-- Document extract follows --

David Sedaris: But when it is removed from me, then I probably won't be interested in living here anymore. I'll probably leave.
Ira Glass: Because it'll be just like living back home.
David Sedaris: Plus the more you learn, the more disappointed you wind up being. It's easy to like somebody when you don't know what they're saying.
It is funny that at the start literally everyone is interesting, even the most boring conversations. I was more of a blank slate and more likeable too. That's gone away, but the things I enjoy are more enjoyable in a deeper way, and the scope of things I can do is larger. Goes both ways imo.
Your mind, body, and any skill will deteriorate over time if not regularly trained, so it must become a part of your life.
And because of this, the answer is easy - do what is permanently and realistically sustainable for yourself. It doesn't matter what's best when you're only going to really keep with things that are personally satisfying for yourself.
The only physical skill I have that might be comparable is typing, but (as a programmer) even after typing for over 40 years, while I can type without "thinking" about where the keys are, I can usually type only three or four words without needing to make a correction.
Beyond that, I'd say learning an instrument is probably a better investment than learning a language unless you need to learn the second language to live somewhere. This is because:
- language learning takes a LOT of time investment to show utility compared to using a translate app, while a lot of instruments are fun to play stuff on even when you suck
- Music is also a language, but it's a language of tonal relationships and how they map to emotion, and the emotional phrases they can form, which is more distinct than another spoken language.
- Learning an instrument also forces heavy bidirectional communication between brain hemispheres. Normally humans are very "one half brain then the other" so this encourages more plasticity.
Puzzles have been shown to be poor for cognitive development unless they closely model the cognitive task being measured, so don't bother unless you just really like puzzles.
I lived in Sweden for two years, in Finland for three, and for the last sixteen years I've been living in Germany. I learned a bit of Swedish via a beginners course. No Finnish whatsoever (it's a hard language, there was no need, and Swedish is an official language). When I moved to Germany, I refreshed what little German I knew in high school. So, I can mumble my way through a phone conversation, order food, and sit in meetings understanding maybe 80% of what is being discussed. The language is similar enough to Dutch that I can usually pick it apart if people don't mumble too much. I butcher the grammar and have the vocabulary of a five year old. And this does not bother me too much.

-- Document extract concluded --

▸ **Exercise aim**: Reproduce the part of the discussion on learning languages and instruments between "The only physical" and "another spoken language.", inclusive, with "programmer" changed to "software developer".

-- Data for review follows --

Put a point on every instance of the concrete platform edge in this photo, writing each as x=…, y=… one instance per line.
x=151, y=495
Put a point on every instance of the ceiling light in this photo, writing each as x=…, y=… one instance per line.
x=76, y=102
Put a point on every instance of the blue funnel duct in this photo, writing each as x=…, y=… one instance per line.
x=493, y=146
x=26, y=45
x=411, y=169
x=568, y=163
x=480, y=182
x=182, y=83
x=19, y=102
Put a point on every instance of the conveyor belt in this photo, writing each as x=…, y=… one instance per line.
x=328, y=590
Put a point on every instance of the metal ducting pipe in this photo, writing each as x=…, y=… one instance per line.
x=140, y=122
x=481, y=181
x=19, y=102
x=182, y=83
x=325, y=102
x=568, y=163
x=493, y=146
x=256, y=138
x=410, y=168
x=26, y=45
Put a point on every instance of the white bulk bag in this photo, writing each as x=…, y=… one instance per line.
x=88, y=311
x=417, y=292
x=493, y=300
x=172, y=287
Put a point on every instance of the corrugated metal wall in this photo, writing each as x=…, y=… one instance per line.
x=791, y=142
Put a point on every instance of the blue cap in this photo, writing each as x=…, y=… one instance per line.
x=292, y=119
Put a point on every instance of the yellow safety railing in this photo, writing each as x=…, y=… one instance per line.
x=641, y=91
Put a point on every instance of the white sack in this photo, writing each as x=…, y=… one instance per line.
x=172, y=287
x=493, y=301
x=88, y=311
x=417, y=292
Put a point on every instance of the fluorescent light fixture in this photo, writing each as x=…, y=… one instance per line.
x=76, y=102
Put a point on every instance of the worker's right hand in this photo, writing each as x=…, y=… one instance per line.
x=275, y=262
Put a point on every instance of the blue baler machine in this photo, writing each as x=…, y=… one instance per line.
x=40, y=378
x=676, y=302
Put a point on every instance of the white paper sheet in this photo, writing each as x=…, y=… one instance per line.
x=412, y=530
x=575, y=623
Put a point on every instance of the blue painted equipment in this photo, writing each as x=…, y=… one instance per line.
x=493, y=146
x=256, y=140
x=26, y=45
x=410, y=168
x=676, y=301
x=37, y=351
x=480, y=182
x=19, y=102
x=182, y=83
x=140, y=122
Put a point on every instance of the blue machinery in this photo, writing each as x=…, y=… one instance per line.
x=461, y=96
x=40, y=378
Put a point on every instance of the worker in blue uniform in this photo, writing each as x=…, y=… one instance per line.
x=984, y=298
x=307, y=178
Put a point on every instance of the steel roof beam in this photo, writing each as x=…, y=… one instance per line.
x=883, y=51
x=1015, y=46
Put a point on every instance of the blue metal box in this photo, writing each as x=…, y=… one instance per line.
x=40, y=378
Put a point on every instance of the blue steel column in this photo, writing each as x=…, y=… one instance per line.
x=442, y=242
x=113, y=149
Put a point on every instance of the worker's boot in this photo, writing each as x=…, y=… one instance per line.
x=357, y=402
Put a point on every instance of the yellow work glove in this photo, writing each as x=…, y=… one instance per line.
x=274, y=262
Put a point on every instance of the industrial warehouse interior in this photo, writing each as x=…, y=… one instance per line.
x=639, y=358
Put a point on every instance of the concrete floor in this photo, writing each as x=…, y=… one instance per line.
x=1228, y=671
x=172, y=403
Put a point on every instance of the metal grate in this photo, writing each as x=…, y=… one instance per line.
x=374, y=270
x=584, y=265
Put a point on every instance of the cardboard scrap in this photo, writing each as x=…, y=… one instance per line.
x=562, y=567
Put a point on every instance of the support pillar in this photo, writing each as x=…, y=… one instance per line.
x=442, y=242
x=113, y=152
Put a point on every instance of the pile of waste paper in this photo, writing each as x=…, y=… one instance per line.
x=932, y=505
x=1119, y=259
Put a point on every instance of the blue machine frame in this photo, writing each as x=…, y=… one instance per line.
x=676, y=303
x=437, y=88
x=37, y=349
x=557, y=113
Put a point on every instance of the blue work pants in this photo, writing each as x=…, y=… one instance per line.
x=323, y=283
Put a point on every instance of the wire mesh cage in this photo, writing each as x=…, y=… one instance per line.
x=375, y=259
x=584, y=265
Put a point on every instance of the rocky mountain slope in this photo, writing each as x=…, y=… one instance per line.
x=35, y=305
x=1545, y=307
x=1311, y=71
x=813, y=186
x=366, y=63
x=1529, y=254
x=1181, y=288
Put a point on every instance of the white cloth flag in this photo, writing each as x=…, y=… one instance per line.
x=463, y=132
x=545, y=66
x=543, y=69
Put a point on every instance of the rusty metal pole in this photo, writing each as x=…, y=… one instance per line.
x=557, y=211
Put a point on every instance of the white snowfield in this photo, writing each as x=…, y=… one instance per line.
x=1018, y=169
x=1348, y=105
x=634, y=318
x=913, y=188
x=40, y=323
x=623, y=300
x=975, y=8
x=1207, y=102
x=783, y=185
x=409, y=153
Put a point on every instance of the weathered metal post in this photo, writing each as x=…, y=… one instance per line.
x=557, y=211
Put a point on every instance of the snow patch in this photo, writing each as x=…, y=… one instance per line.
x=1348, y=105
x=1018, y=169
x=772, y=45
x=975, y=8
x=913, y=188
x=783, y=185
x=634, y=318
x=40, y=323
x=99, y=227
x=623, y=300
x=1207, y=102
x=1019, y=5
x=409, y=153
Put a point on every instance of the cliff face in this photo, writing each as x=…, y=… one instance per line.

-- Data for review concluded --

▸ **Answer space**:
The only physical skill I have that might be comparable is typing, but (as a software developer) even after typing for over 40 years, while I can type without "thinking" about where the keys are, I can usually type only three or four words without needing to make a correction.
Beyond that, I'd say learning an instrument is probably a better investment than learning a language unless you need to learn the second language to live somewhere. This is because:
- language learning takes a LOT of time investment to show utility compared to using a translate app, while a lot of instruments are fun to play stuff on even when you suck
- Music is also a language, but it's a language of tonal relationships and how they map to emotion, and the emotional phrases they can form, which is more distinct than another spoken language.